Reproduce each of the following lines word for word, without changing anything.

____

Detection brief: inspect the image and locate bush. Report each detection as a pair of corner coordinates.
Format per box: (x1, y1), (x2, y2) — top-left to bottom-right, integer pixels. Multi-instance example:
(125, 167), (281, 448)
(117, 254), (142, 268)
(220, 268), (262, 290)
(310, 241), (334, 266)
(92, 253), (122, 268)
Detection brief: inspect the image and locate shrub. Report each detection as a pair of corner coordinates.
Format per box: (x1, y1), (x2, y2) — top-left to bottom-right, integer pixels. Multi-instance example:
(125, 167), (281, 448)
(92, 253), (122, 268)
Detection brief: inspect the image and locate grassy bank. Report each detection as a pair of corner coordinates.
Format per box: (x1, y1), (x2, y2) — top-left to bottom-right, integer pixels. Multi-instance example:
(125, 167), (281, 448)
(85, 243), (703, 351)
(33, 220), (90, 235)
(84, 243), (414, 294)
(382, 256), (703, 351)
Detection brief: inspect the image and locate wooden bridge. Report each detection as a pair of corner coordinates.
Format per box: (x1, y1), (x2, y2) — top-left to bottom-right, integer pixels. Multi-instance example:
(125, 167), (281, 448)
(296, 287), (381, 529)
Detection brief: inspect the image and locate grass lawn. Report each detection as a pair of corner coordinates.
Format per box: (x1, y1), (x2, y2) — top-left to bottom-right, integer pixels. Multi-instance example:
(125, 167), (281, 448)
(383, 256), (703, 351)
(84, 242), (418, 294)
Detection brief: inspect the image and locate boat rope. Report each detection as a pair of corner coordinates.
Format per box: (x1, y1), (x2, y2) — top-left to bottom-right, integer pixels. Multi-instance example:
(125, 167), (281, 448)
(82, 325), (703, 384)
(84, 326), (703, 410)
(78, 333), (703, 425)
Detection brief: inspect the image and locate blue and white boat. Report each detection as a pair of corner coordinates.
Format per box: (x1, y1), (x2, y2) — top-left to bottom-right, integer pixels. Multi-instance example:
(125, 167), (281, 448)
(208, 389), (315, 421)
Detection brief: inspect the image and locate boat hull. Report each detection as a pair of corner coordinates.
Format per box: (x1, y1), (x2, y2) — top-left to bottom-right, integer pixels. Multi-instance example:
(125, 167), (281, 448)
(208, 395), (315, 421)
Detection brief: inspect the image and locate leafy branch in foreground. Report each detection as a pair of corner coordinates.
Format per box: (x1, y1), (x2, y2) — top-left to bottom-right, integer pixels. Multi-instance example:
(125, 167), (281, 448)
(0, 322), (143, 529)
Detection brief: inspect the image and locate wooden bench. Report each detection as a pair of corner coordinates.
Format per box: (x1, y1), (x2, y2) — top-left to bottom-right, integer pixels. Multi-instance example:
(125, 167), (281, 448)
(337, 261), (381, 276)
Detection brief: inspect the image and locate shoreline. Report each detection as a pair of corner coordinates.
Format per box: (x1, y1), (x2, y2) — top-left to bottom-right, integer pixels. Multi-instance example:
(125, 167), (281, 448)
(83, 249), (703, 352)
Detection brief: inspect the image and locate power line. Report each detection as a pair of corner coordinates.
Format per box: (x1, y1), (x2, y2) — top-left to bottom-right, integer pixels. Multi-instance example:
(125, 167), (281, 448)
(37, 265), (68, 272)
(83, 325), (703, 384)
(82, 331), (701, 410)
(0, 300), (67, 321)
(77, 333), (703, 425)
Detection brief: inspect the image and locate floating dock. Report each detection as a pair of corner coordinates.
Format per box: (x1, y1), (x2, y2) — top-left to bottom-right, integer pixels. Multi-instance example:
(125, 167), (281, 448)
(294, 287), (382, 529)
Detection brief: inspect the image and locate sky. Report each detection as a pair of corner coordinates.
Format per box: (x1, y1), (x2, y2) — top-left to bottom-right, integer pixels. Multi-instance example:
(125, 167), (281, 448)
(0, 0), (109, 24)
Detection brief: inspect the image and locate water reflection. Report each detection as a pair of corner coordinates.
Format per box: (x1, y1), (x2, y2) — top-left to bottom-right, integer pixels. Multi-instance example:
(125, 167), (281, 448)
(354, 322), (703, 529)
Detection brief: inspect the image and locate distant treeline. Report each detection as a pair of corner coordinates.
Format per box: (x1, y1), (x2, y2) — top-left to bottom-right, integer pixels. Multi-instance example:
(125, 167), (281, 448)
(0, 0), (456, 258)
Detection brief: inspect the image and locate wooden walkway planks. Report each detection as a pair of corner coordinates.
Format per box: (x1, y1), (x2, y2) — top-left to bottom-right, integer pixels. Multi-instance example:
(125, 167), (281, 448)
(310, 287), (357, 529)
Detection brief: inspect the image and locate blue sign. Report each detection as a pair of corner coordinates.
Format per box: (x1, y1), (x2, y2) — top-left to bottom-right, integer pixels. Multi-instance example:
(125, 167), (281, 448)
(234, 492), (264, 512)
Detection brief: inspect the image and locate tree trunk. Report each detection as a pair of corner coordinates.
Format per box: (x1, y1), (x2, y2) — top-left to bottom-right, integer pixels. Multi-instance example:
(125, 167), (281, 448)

____

Task solution:
Detection brief: inspect the image and locate bush. Report each detection as a pair of corner coordinates.
Format per box: (x1, y1), (x2, y2) — top-left to bottom-right, integer pixels. Multi-instance example:
(125, 167), (281, 448)
(117, 254), (142, 268)
(220, 268), (262, 290)
(310, 241), (334, 266)
(92, 253), (122, 268)
Detection brief: inspect the image and locate shrub. Report each detection as a pair of corner coordinates.
Format per box: (x1, y1), (x2, y2) — top-left to bottom-right, integer pixels. Multi-instance example:
(125, 167), (281, 448)
(92, 253), (122, 268)
Detection brief: inspect the image and locate grassy bank. Report each detection as a pair of corner coordinates.
Format per box: (x1, y1), (x2, y2) — top-left to bottom-right, integer pixels. Multi-instance example:
(125, 167), (281, 448)
(85, 243), (703, 351)
(33, 220), (90, 235)
(84, 243), (414, 294)
(382, 256), (703, 351)
Detection brief: inspect the image and locate wooden bridge. Report each detection as a pair of corner coordinates.
Format per box: (x1, y1), (x2, y2) — top-left to bottom-right, integer pixels. Multi-instance example:
(125, 167), (281, 448)
(296, 287), (381, 529)
Detection brief: inspect the image and locate grass lawn. Report each detection as a pair of corner coordinates.
Format per box: (x1, y1), (x2, y2) — top-left to bottom-right, integer pixels. Multi-instance example:
(125, 167), (281, 448)
(383, 256), (703, 351)
(84, 242), (418, 294)
Detection brief: inspect the image and locate boat rope. Report each detection as a pair of corner coordinates.
Format per box: (x1, y1), (x2, y2) — top-left to bottom-right, integer pixels. Multi-instance example:
(125, 167), (281, 448)
(82, 325), (703, 384)
(84, 326), (703, 410)
(78, 333), (703, 425)
Detection brief: inspect the image and locate blue and white boat. Report each detection as a pair of corner coordinates.
Format per box: (x1, y1), (x2, y2) — top-left to bottom-right, integer pixels. Multi-instance example:
(125, 167), (281, 448)
(208, 389), (315, 421)
Detection brief: inspect the image and locate boat hull. Report each detection as a pair of corner coordinates.
Format per box: (x1, y1), (x2, y2) — top-left to bottom-right, integer pixels. Multi-instance example:
(125, 167), (281, 448)
(208, 395), (315, 421)
Detection brief: inspect the image and locate leafy branch in foreground. Report each detection as a pair of corner coordinates.
Format per box: (x1, y1), (x2, y2) — top-left to bottom-right, integer pixels. Multi-instance example:
(125, 167), (281, 448)
(0, 322), (143, 529)
Detection brief: inspect the image and locate wooden bench. Report each detection as a pair of corner coordinates.
Format per box: (x1, y1), (x2, y2) — top-left to bottom-right, integer pixels. Multi-instance example:
(125, 167), (281, 448)
(337, 261), (381, 276)
Detection brief: inspect the image and locate shoreline. Report each detection as a pair of corner coordinates.
Format per box: (x1, y1), (x2, y2) — top-left to bottom-right, integer pixels. Multi-instance example:
(125, 167), (281, 448)
(83, 249), (703, 352)
Detection brief: inspect the image and locate power line. Report each detection as a pair of corner coordinates.
Format per box: (x1, y1), (x2, y2) — top-left to bottom-right, integer pixels. Multi-instance example:
(125, 167), (281, 448)
(37, 265), (68, 272)
(83, 325), (703, 384)
(82, 331), (701, 410)
(0, 300), (67, 321)
(77, 333), (703, 425)
Detection brief: inspect the image and locate floating dock. Report each detection as a pair of corner coordinates.
Format per box: (x1, y1), (x2, y2) — top-left to bottom-right, integer pixels. Multi-instance example:
(125, 167), (281, 448)
(294, 287), (382, 529)
Detection brief: inspect the image and locate sky. Report each detection as a pair of corner coordinates.
Format per box: (x1, y1), (x2, y2) — top-left to bottom-right, integer pixels. Multi-instance example:
(125, 167), (281, 448)
(0, 0), (109, 24)
Detection brief: inspect the image and locate water reflection. Report each detection as a pair of corner coordinates.
Format per box: (x1, y1), (x2, y2) — top-left to bottom-right, integer pixels. Multi-instance example:
(125, 167), (281, 448)
(354, 322), (703, 529)
Detection brief: inspect the image and locate distant treeline. Report each detection as a pair of corner coordinates.
Format per box: (x1, y1), (x2, y2) — top-left to bottom-right, integer pixels. Multi-instance example:
(125, 167), (281, 448)
(0, 0), (456, 258)
Detection brief: inspect the image and locate wooden walkway planks. Report each detection as a pair of corner coordinates.
Format per box: (x1, y1), (x2, y2) — top-left to bottom-right, integer pixels. Multi-instance example:
(125, 167), (281, 448)
(310, 287), (357, 529)
Detection brief: inspect the image and locate blue sign. Report each detection as a pair of corner coordinates.
Format per box: (x1, y1), (x2, y2) — top-left to bottom-right, integer pixels. Multi-instance example:
(125, 167), (281, 448)
(234, 492), (264, 512)
Detection brief: inspect the image and locate tree trunk. Report each detection as a pair of corner coordinates.
Format per box: (x1, y1), (x2, y2) — top-left to bottom-right, integer pixels. Multi-instance example:
(125, 167), (281, 448)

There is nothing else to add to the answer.